» Document extract:
12/15/09

Can I Be Quiet?


Can I be quiet?



Hi ladies! I pray everyone is doing well and just about ready for Christmas..

There's something that's been on my heart for a couple weeks now and I want to share it with you. You know how God will give us a Word and we receive it but don't completely understand all of? So, we chew and meditate on it and ask questions (I do this all the time) until God brings it into full clarity for us. I have come to expected that my questions may be answered through a friend as well.

While Bill and I were home for Thanksgiving my Daddy took this opportunity to minister to my husband. My Daddy loves me greatly and wants Bill to be the best husband he can be for me but also wants him to grow in his relationship with God. He began to minister to Bill about something I have been praying over for a long time now.

As my Daddy began talking to Bill on this subject, girl, I got excited. I was ready and had some great things to say.. It was at this moment the Holy Spirit nudged me to be quiet. I listened and though I had a few things to share like "Way to go Daddy" or "You got that bud?", I sat in silence.

Now those of you who know me well know that a few years ago this would have been hard for me to do. I can hear you laughing now..

As he continued he said something powerful to Bill. I knew it as soon as it came out of Daddy's mouth.. Again I was reminded to be silent. Man!!!!.........................

» Work to complete:
1. In the blog post, who are all the people or divine figures referred to by a capitalized name or title?
2. Return everything in the blog post from "While Bill and" down to "you laughing now..".
3. According to the blog post, why did the writer's Daddy minister to Bill during the Thanksgiving visit?
Rely on the blog post alone.

» Data records:
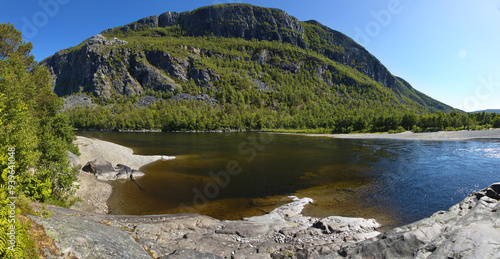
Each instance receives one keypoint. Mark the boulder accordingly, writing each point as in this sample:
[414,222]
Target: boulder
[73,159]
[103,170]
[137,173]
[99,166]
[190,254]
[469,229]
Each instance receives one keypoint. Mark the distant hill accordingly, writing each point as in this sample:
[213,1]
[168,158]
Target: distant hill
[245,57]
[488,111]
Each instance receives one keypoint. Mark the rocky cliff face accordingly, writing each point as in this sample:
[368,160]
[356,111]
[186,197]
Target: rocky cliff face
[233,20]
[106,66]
==
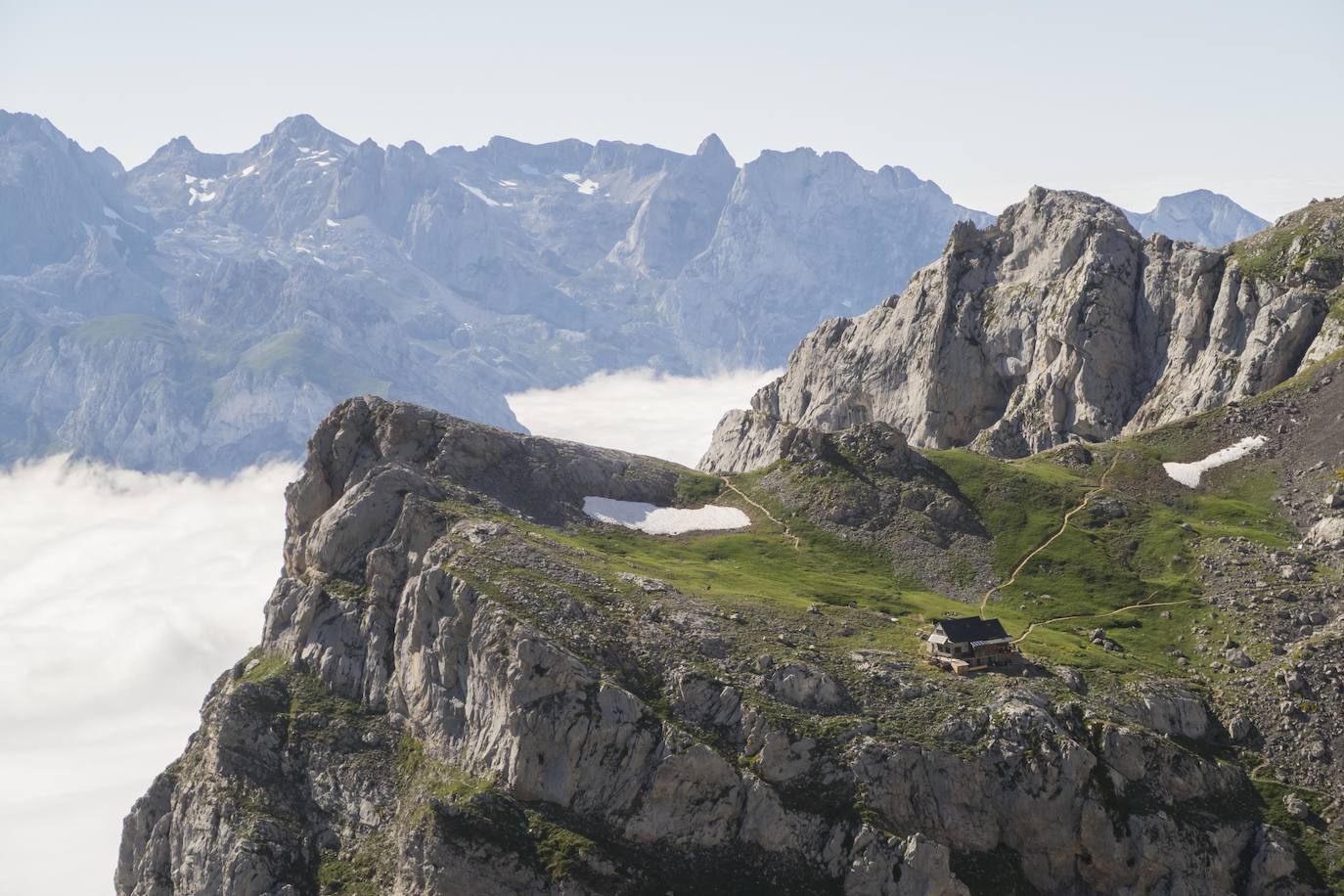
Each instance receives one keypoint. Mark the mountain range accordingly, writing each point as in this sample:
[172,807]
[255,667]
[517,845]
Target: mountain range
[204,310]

» Answers below:
1. God, Bill, Daddy, the Holy Spirit

2.
While Bill and I were home for Thanksgiving my Daddy took this opportunity to minister to my husband. My Daddy loves me greatly and wants Bill to be the best husband he can be for me but also wants him to grow in his relationship with God. He began to minister to Bill about something I have been praying over for a long time now.

As my Daddy began talking to Bill on this subject, girl, I got excited. I was ready and had some great things to say.. It was at this moment the Holy Spirit nudged me to be quiet. I listened and though I had a few things to share like "Way to go Daddy" or "You got that bud?", I sat in silence.

Now those of you who know me well know that a few years ago this would have been hard for me to do. I can hear you laughing now..

3. He loves the writer greatly and wants Bill to be the best husband he can be for her. He also wants Bill to grow in his relationship with God.